■ ACTION ITEM
All of the data that follows is to be written out exactly, with images excluded.

■ THE DATA
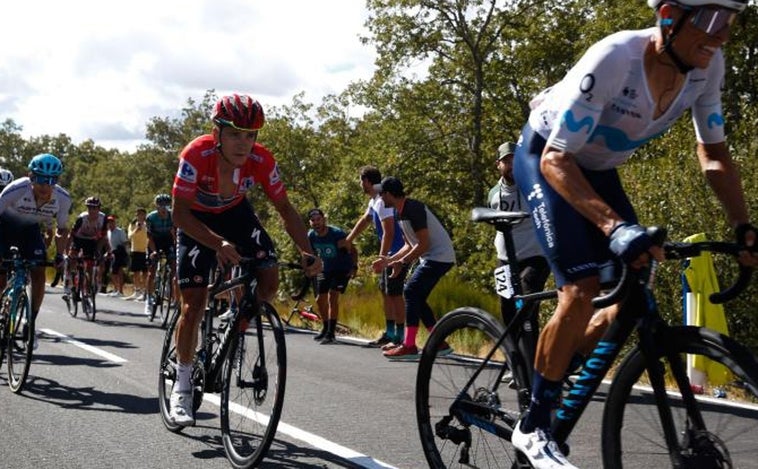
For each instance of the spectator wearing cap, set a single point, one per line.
(530, 263)
(118, 255)
(340, 261)
(390, 241)
(428, 244)
(138, 256)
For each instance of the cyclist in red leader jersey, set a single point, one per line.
(216, 222)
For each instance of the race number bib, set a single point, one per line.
(503, 286)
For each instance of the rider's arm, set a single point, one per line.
(360, 225)
(194, 228)
(719, 170)
(563, 174)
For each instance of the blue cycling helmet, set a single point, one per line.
(46, 164)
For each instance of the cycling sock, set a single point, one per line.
(183, 375)
(544, 393)
(389, 328)
(399, 333)
(410, 336)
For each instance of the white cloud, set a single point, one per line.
(100, 70)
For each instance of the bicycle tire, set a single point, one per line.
(167, 375)
(627, 441)
(4, 332)
(20, 343)
(251, 405)
(440, 381)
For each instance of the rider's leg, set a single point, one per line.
(559, 340)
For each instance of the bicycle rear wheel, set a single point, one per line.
(252, 397)
(632, 431)
(471, 428)
(167, 374)
(20, 344)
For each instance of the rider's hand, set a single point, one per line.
(312, 265)
(747, 236)
(630, 242)
(227, 254)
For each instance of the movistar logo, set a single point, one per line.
(575, 126)
(715, 119)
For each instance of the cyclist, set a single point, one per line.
(161, 237)
(627, 89)
(533, 268)
(90, 236)
(216, 222)
(6, 177)
(26, 203)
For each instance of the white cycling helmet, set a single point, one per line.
(736, 5)
(6, 177)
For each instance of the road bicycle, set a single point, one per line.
(163, 301)
(16, 320)
(307, 317)
(466, 410)
(244, 359)
(84, 285)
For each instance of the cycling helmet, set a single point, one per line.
(46, 164)
(6, 177)
(239, 111)
(163, 200)
(736, 5)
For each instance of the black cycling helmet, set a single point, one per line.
(162, 200)
(92, 202)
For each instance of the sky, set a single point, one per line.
(100, 70)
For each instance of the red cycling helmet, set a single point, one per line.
(240, 112)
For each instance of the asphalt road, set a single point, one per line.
(91, 401)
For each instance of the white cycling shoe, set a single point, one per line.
(540, 448)
(181, 408)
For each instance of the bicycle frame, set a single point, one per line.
(214, 359)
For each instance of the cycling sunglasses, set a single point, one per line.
(711, 20)
(45, 180)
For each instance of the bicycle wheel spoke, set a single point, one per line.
(456, 425)
(253, 391)
(632, 426)
(20, 344)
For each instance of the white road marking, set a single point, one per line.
(314, 440)
(107, 355)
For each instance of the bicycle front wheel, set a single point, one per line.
(20, 344)
(464, 426)
(715, 432)
(252, 395)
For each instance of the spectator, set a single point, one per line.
(340, 263)
(390, 241)
(532, 266)
(426, 241)
(118, 255)
(138, 256)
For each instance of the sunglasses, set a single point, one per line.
(45, 180)
(711, 20)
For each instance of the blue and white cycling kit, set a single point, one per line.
(600, 112)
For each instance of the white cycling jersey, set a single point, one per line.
(602, 110)
(18, 206)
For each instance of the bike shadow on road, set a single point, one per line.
(281, 454)
(87, 397)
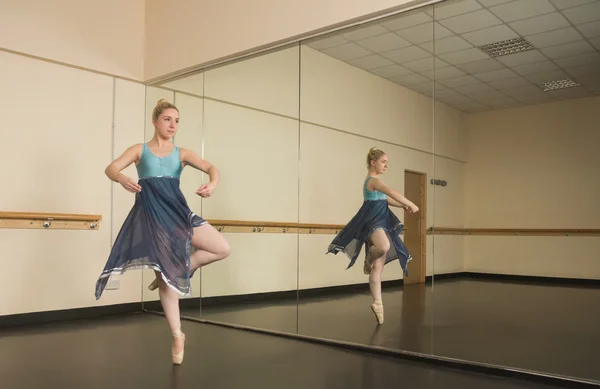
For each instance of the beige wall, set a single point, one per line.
(188, 33)
(106, 36)
(534, 167)
(252, 133)
(58, 123)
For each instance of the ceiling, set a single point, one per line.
(564, 38)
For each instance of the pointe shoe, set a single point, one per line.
(377, 308)
(368, 265)
(178, 358)
(154, 284)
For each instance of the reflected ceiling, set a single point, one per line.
(489, 54)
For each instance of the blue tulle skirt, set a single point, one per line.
(373, 215)
(155, 235)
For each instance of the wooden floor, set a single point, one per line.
(545, 328)
(134, 352)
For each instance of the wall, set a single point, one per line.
(106, 36)
(534, 167)
(253, 135)
(207, 31)
(58, 129)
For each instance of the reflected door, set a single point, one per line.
(414, 227)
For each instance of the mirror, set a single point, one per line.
(460, 95)
(187, 97)
(516, 91)
(249, 132)
(368, 86)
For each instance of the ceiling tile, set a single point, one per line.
(530, 90)
(347, 51)
(491, 3)
(391, 71)
(518, 10)
(553, 38)
(539, 78)
(443, 73)
(594, 88)
(464, 56)
(496, 75)
(471, 21)
(583, 14)
(365, 32)
(448, 9)
(407, 19)
(459, 81)
(446, 45)
(406, 54)
(481, 66)
(579, 60)
(426, 64)
(537, 67)
(447, 94)
(458, 99)
(568, 50)
(418, 34)
(539, 24)
(534, 99)
(472, 107)
(509, 83)
(563, 4)
(522, 58)
(410, 79)
(590, 30)
(385, 42)
(570, 93)
(370, 62)
(426, 87)
(490, 35)
(475, 88)
(505, 102)
(424, 33)
(326, 43)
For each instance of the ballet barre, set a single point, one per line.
(49, 221)
(514, 231)
(241, 226)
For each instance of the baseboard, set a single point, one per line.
(36, 318)
(290, 296)
(534, 280)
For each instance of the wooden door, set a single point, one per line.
(415, 226)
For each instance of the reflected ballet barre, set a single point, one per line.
(55, 221)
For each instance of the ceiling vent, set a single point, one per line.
(559, 84)
(507, 47)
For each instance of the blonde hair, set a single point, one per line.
(161, 105)
(374, 155)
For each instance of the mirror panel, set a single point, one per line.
(515, 249)
(363, 87)
(187, 97)
(251, 135)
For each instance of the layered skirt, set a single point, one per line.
(372, 216)
(155, 235)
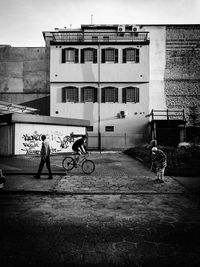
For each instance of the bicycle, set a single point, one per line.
(86, 165)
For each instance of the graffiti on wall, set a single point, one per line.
(32, 142)
(60, 140)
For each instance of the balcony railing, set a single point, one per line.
(99, 37)
(167, 114)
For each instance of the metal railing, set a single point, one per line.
(167, 114)
(100, 37)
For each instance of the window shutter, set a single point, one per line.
(95, 95)
(76, 55)
(63, 56)
(63, 95)
(76, 90)
(116, 55)
(103, 95)
(116, 94)
(82, 56)
(124, 56)
(82, 94)
(95, 56)
(137, 58)
(123, 95)
(136, 95)
(102, 55)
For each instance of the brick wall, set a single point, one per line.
(182, 73)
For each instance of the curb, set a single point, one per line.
(55, 192)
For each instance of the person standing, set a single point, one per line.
(79, 147)
(45, 158)
(160, 160)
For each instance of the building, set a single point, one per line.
(101, 74)
(111, 75)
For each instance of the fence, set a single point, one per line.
(168, 114)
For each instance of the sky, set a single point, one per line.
(23, 21)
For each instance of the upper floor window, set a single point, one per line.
(131, 55)
(70, 55)
(109, 55)
(109, 128)
(88, 94)
(90, 128)
(70, 94)
(109, 94)
(130, 94)
(89, 55)
(106, 38)
(94, 38)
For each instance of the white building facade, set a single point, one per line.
(110, 75)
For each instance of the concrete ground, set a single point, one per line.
(117, 216)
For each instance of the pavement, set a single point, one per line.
(115, 173)
(118, 216)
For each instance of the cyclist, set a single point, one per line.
(79, 146)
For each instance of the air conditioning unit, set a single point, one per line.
(134, 28)
(121, 28)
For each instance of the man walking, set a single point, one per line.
(160, 160)
(45, 158)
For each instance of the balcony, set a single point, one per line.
(99, 37)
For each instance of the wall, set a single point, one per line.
(28, 137)
(24, 76)
(182, 74)
(157, 60)
(132, 128)
(88, 72)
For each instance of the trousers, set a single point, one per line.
(42, 162)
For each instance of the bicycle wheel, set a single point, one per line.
(88, 166)
(68, 163)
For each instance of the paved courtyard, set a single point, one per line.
(118, 216)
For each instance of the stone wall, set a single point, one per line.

■ EXERCISE SOLUTION
For each instance of the spectator wearing cap, set a single point, one per line.
(530, 263)
(118, 255)
(340, 261)
(390, 241)
(428, 244)
(138, 256)
For each instance of the cyclist in red leader jersey, set a single point, one per line.
(216, 222)
For each instance of the race number bib, set a single point, one per line.
(503, 286)
For each instance of the rider's arm, set a single point, one per line.
(360, 225)
(194, 228)
(719, 170)
(563, 174)
For each instance of the blue cycling helmet, set a single point, one per line.
(46, 164)
For each instance of the cycling sock, set a single point, one per line.
(183, 375)
(544, 393)
(389, 328)
(399, 333)
(410, 336)
For each instance of the white cloud, set a single point, one per line.
(100, 70)
For each instance of the bicycle tire, set a single point, one per line.
(167, 375)
(627, 441)
(4, 332)
(20, 343)
(251, 405)
(440, 381)
For each instance of the rider's leg, set a single point, one per line.
(559, 340)
For each instance of the bicycle rear wheel, set a single point, one per line.
(252, 397)
(632, 431)
(471, 428)
(167, 374)
(20, 344)
For each instance of the rider's hand, set a single point, one per line.
(312, 265)
(747, 236)
(630, 242)
(227, 254)
For each instance of the movistar logo, set a single point, one per line.
(575, 126)
(715, 119)
For each instance of the cyclist, set a single point, one per line.
(161, 237)
(627, 89)
(533, 268)
(90, 236)
(216, 222)
(6, 177)
(26, 203)
For each instance of the white cycling helmet, set a single point, one per line.
(736, 5)
(6, 177)
For each instance of the road bicycle, set a single point, one per line.
(163, 301)
(16, 320)
(307, 317)
(466, 410)
(244, 359)
(84, 285)
For each instance of the cycling helmet, set a single point, one per line.
(46, 164)
(6, 177)
(239, 111)
(163, 200)
(736, 5)
For each instance of the black cycling helmet, set a single point, one per line.
(162, 200)
(92, 202)
For each instance of the sky, set a single point, one per line.
(100, 70)
For each instance of the red cycling helmet, set a single point, one per line.
(240, 112)
For each instance of the asphalt road, set a single point, one per line.
(91, 401)
For each instance of the white cycling shoe, set a single point, one per line.
(540, 448)
(181, 408)
For each instance of the bicycle frame, set a single point, one per line.
(214, 359)
For each instance of the cycling sunglasses, set a single point, one per line.
(711, 20)
(45, 180)
For each instance of the bicycle wheel spoke, set a single point, one per line.
(456, 425)
(253, 391)
(632, 426)
(20, 344)
For each instance of the white road marking, set a single point, one per line.
(314, 440)
(107, 355)
For each instance of the bicycle front wheel, set a single point, one per line.
(20, 344)
(464, 426)
(715, 432)
(252, 395)
For each instance of the spectator, set a single point, one per line.
(340, 263)
(390, 241)
(532, 266)
(426, 241)
(118, 255)
(138, 256)
For each instance of the sunglasses, set a single point, one per line.
(45, 180)
(711, 20)
For each instance of the blue and white cycling kit, set a single point, one per line.
(600, 112)
For each instance of the white cycling jersey, set a single point, one per line.
(602, 110)
(18, 206)
For each instance of the bike shadow on road, set a single point, one per line.
(281, 454)
(87, 397)
For each instance of the beige wall, set a single point, one per line.
(188, 33)
(106, 36)
(534, 167)
(252, 133)
(58, 123)
For each instance of the ceiling, set a single point, one per line.
(564, 38)
For each instance of the pointe shoe, set a single point, one per line.
(377, 308)
(368, 265)
(178, 358)
(154, 284)
For each instance of the reflected ceiling, set a single point, one per line.
(489, 54)
For each instance of the blue tulle skirt, set a single point, one per line.
(373, 215)
(155, 235)
For each instance of the wooden floor, set a single point, one per line.
(545, 328)
(134, 352)
For each instance of the wall, set a single point, one per line.
(106, 36)
(534, 167)
(253, 135)
(207, 31)
(58, 129)
For each instance of the reflected door, set a single point, one per line.
(414, 227)
For each instance of the mirror, set a single point, one per line.
(460, 95)
(187, 97)
(516, 91)
(249, 132)
(368, 86)
For each instance of the ceiling tile, set a single point, one per line.
(530, 90)
(347, 51)
(491, 3)
(391, 71)
(518, 10)
(553, 38)
(539, 78)
(443, 73)
(594, 88)
(464, 56)
(496, 75)
(471, 21)
(583, 14)
(365, 32)
(448, 9)
(407, 19)
(459, 81)
(446, 45)
(406, 54)
(481, 66)
(579, 60)
(426, 64)
(537, 67)
(447, 94)
(458, 99)
(568, 50)
(418, 34)
(539, 24)
(534, 99)
(472, 107)
(509, 83)
(563, 4)
(522, 58)
(410, 79)
(590, 30)
(385, 42)
(570, 93)
(370, 62)
(426, 87)
(490, 35)
(475, 88)
(505, 102)
(424, 33)
(326, 43)
For each instance of the ballet barre, set a single point, one per line.
(49, 221)
(514, 231)
(241, 226)
For each instance of the baseboard, set a single point, one per line.
(36, 318)
(290, 296)
(534, 280)
For each instance of the wooden door, set a single point, one per line.
(415, 226)
For each instance of the reflected ballet barre, set a single point, one per line.
(55, 221)
For each instance of the ceiling vent, set a single point, one per line.
(559, 84)
(507, 47)
For each instance of the blonde hair, set a single point, one per line.
(161, 105)
(374, 155)
For each instance of the mirror panel, set a single point, one per line.
(515, 249)
(363, 87)
(187, 97)
(251, 135)
For each instance of the layered skirt, set a single point, one per line.
(372, 216)
(155, 235)
For each instance of the bicycle, set a single point, one per line.
(86, 165)
For each instance of the graffiti on wall, set a single point, one per line.
(32, 142)
(60, 140)
For each instance of the balcony railing, set a single point, one per line.
(99, 37)
(167, 114)
For each instance of the metal railing, set a single point, one per line.
(167, 114)
(100, 37)
For each instance of the window shutter, set a single point, one per line.
(95, 95)
(76, 55)
(63, 56)
(63, 95)
(76, 90)
(116, 55)
(103, 95)
(116, 94)
(82, 56)
(124, 56)
(82, 94)
(95, 56)
(137, 58)
(123, 95)
(136, 95)
(102, 55)
For each instance of the brick wall, set a single point, one per line.
(182, 73)
For each instance of the curb, set a single point, one per line.
(55, 192)
For each instance of the person standing, set a single point, one per line.
(79, 147)
(45, 158)
(160, 160)
For each instance of the building, set a single point, one per line.
(101, 74)
(111, 75)
For each instance of the fence, set a single point, one per line.
(168, 114)
For each instance of the sky, set a single point, one per line.
(23, 21)
For each instance of the upper floor window, set a single point, one per line.
(131, 55)
(70, 55)
(109, 55)
(109, 128)
(88, 94)
(90, 128)
(70, 94)
(109, 94)
(130, 94)
(89, 55)
(106, 38)
(94, 38)
For each instance of the white building facade, set a single point, one per line.
(110, 75)
For each instance of the concrete ground, set a single point, one per line.
(117, 216)
For each instance of the pavement, set a single point, one per line.
(115, 173)
(118, 216)
For each instance of the cyclist, set a single point, one per line.
(79, 146)
For each instance of the air conditioning unit, set a single point, one per line.
(134, 28)
(121, 28)
For each instance of the man walking, set a single point, one per line.
(160, 160)
(45, 158)
For each instance of the balcony, set a single point, one per line.
(99, 37)
For each instance of the wall, set a single point, one per line.
(28, 137)
(24, 76)
(182, 74)
(157, 60)
(132, 128)
(88, 72)
For each instance of the trousers, set a single point, one per line.
(42, 162)
For each instance of the bicycle wheel, set a single point, one per line.
(88, 166)
(68, 163)
For each instance of the paved courtyard, set a single point, one per line.
(118, 216)
For each instance of the stone wall, set a single point, one per line.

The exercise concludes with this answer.